_Compito da svolgere_
Restituisci, copiato parola per parola, il pezzo del brano sull'autonomia regionale da «Farà il punto» a «più cosa rispondere.».

Farà il punto della situazione in Commissione bilaterale Affari regionali «perché credo – ha detto la ministra -che le istanze che provengono da alcune regioni debbano trovare comunque una risposta». Prima di lei a tornare alla carica era stato il presidente del Veneto, Luca Zaia, uno che ormai quando gli viene fatta la domanda – riparte l’autonomia? – guarda in alto e non sa più cosa rispondere.

LA GELMINI COME SISIFO

Il tormentone non funziona più. Non ci crede più nessuno, Lega compresa. Sia chiaro: la Commissione bilaterale Affari regionali ascolterà con attenzione la Gelmini. È bene ricordare però che prima di lei il tema è stato abbondantemente trattato e declinato in tutti i suoi risvolti. Si sono avvicendati esperti dal Mef, tecnici della Ragioneria dello Stato, presidenti di regioni, sindaci.

Sulla questione irrisolta dei Lep e la perequazione è stato audito ll presidente della Commissione tecnica per i fabbisogni standard Giampaolo Arachi. E tutti sono arrivati alla medesima conclusione: l’autonomia differenziata e il federalismo fiscale non sono la soluzione allo psicodramma nazionale, la mancata attuazione della riforma del Titolo V.

IL DOSSIER DI CARAVITA

La Gelmini, come Sisifo, riparte. Vuole ripercorrere la stessa strada intrapresa senza successo dal suo predecessore Francesco Boccia (Pd) e prima ancora da Erika Stefani, la passionaria dell’autonomia leghista. Ha annunciato di aver affidato al professor Beniamino Caravita la presidenza della commissione incaricata di fornire alla Bicamerale un dossier.

Di che si tratta? Non è chiaro. Si sa solo che ripartirà dalla legge-quadro, il perimetro entro il quale definire le autonomie per ridiscutere la materia rivendicate dalle regioni. Una delle quale, anzi la più importante, è la sanità. Una richiesta che alla luce di quanto è avvenuto in alcune regioni è persino inquietante. In passato la Stefani arrivò a proporre la composizione di una commissioni paritetica mista: 18 tecnici nominati dal ministero e da altrettanti scelti dalle regioni. Un plotone e non se ne fece nulla.

Questa volta è tutto nella mani del professor Beniamino Caravita di Toritto, uno dei 5 saggi chiamati da Gianni Letta per riformare la Costituzione. Un nome noto soprattutto per aver difeso l’ex presidente della Regione Lombardia, Roberto Formigoni, promotore di una associazione di giuristi contrari all’uso delle intercettazioni. Caravita, docente di Diritto pubblico alla facoltà di Scienze politiche, all’Università La Sapienza, difese Berlusconi depositando uno dei sei pareri pro-veritate richiesti dalla giunta per le Immunità del Senato sul caso-decadenza del Cavaliere.

_Dati grezzi_
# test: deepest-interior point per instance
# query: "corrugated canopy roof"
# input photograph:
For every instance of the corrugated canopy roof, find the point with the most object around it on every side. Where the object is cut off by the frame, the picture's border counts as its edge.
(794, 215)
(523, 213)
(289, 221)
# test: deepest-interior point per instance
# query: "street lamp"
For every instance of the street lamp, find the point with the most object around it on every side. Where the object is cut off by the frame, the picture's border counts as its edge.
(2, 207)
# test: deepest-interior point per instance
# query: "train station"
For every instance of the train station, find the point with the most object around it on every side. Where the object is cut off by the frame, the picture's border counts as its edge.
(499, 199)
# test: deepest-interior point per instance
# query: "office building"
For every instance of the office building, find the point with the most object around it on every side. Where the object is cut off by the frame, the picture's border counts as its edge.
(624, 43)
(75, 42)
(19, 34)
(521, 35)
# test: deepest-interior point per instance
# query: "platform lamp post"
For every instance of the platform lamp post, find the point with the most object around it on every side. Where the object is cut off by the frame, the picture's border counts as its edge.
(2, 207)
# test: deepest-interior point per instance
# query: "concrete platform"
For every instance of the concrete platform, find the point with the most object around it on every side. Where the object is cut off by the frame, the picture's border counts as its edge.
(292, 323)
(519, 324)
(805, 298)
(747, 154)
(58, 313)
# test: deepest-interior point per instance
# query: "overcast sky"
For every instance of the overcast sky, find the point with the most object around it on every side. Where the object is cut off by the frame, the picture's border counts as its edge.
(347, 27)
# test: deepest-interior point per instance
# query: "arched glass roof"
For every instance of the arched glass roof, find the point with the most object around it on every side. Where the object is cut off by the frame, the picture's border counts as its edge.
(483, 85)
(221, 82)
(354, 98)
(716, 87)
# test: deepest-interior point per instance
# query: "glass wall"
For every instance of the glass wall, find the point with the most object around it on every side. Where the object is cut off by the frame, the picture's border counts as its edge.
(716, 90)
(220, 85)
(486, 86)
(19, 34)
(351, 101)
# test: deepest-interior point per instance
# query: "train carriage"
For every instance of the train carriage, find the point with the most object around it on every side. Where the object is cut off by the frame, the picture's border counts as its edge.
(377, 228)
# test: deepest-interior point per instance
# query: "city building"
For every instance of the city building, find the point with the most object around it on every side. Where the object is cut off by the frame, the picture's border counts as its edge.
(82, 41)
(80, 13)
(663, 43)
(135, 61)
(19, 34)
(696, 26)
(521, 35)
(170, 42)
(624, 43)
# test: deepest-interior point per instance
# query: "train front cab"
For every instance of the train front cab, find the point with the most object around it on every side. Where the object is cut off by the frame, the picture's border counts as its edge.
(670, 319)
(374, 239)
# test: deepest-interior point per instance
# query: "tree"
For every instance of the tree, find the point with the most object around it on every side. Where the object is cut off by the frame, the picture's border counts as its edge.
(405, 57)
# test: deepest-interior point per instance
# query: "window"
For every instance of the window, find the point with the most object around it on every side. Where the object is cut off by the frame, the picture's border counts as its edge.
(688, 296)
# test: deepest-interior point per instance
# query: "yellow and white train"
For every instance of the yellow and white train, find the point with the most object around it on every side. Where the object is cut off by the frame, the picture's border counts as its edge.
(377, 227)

_Risposta scritta_
Farà il punto della situazione in Commissione bilaterale Affari regionali «perché credo – ha detto la ministra -che le istanze che provengono da alcune regioni debbano trovare comunque una risposta». Prima di lei a tornare alla carica era stato il presidente del Veneto, Luca Zaia, uno che ormai quando gli viene fatta la domanda – riparte l’autonomia? – guarda in alto e non sa più cosa rispondere.